Start PAGE EXCERPT
Bloged in Belmont Stakes by admin Saturday June 23, 2007

Again a horse stumbled out of the gate, and again that
horse was in front at the finish. Only it wasn’t Curlin,
and it wasn’t even a colt. It was Rags to Riches, who not
only took on and took down her male contemporaries, but
did what no filly had done in more than a century: win
the Belmont Stakes.

And all the US racing world should be saying is ‘Thank
you, thank you, thank you.’ Not just because this
extraordinary filly has made the 2007 racing season far
more interesting than it was two weeks ago, but because
she IS a filly.

Not only that, she is a filly who belongs to owners who
care about US racing, even if they aren’t American.
Michael Tabor and Derrick Smith are British; both have
backgrounds as the British bookmakers; and both grew up in
a country where the idea that three year olds, and
especially three year old fillies, cannot negotiate a mile
and a half, is a non-starter.
End PAGE EXCERPT
--- DIRECTIVE 1 ---
Gather every line in the listing below that contains the string "road".
Start RECORDS SHOWN
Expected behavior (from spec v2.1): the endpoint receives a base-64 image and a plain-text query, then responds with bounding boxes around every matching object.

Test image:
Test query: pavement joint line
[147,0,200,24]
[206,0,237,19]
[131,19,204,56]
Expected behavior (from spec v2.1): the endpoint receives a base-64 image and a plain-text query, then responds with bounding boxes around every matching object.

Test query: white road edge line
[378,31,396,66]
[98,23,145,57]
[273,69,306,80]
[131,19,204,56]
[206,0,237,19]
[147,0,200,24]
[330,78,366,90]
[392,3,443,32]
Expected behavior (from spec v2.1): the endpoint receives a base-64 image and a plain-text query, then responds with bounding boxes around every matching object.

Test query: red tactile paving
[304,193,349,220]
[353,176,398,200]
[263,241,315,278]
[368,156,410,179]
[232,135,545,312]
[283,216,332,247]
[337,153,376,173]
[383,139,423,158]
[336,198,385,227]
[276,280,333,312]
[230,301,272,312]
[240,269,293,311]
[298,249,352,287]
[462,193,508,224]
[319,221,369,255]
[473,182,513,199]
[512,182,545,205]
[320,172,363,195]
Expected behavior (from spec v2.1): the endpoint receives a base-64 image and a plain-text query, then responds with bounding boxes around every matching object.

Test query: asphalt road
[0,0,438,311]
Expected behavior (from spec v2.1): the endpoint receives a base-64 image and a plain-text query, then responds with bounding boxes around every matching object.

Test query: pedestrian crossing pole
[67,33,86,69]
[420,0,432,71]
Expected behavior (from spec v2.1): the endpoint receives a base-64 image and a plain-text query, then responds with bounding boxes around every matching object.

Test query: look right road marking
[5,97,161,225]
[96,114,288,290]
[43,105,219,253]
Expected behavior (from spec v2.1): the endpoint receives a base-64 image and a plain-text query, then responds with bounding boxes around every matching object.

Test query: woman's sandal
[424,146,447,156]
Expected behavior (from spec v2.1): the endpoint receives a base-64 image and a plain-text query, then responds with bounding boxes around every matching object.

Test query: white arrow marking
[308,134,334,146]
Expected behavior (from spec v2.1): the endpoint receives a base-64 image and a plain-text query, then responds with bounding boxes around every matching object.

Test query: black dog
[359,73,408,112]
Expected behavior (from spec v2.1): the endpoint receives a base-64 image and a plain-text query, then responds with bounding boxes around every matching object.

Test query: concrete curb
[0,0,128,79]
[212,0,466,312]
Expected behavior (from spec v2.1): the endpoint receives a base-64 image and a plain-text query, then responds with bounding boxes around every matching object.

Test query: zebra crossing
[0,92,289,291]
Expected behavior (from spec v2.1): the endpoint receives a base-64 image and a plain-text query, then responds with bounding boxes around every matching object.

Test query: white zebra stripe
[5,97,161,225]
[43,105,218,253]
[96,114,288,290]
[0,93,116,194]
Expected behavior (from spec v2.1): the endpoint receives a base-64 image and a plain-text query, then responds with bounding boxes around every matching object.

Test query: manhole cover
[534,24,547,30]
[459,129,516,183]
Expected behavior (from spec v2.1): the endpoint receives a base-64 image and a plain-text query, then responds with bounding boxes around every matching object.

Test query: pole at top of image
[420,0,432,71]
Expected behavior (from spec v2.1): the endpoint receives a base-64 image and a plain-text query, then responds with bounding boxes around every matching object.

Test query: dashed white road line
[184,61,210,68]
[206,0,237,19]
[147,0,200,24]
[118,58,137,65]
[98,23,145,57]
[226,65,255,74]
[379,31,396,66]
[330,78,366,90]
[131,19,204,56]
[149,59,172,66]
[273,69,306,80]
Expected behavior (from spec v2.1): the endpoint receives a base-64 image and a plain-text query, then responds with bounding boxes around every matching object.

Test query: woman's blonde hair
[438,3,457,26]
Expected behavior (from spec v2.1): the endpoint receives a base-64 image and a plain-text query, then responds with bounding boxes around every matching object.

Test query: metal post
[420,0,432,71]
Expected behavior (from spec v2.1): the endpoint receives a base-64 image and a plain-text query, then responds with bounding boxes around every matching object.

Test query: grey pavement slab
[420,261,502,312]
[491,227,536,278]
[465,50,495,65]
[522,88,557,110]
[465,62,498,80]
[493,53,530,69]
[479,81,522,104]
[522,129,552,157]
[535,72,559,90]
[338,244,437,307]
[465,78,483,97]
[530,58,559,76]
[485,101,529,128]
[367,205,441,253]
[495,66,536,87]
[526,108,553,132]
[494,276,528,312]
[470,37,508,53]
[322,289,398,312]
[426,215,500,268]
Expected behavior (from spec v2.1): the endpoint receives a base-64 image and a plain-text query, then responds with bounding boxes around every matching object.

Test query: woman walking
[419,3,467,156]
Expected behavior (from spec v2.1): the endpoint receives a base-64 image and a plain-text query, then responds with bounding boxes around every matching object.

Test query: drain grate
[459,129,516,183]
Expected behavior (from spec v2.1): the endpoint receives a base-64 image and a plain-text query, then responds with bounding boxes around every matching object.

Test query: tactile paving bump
End RECORDS SHOWN
--- DIRECTIVE 2 ---
Repeat word for word the part of the Belmont Stakes post that opens with the words "Bloged in Belmont" and closes with "the Belmont Stakes.".

--- FULL SOLUTION 1 ---
Test query: white road edge line
Test query: asphalt road
Test query: look right road marking
Test query: dashed white road line

--- FULL SOLUTION 2 ---
Bloged in Belmont Stakes by admin Saturday June 23, 2007

Again a horse stumbled out of the gate, and again that
horse was in front at the finish. Only it wasn’t Curlin,
and it wasn’t even a colt. It was Rags to Riches, who not
only took on and took down her male contemporaries, but
did what no filly had done in more than a century: win
the Belmont Stakes.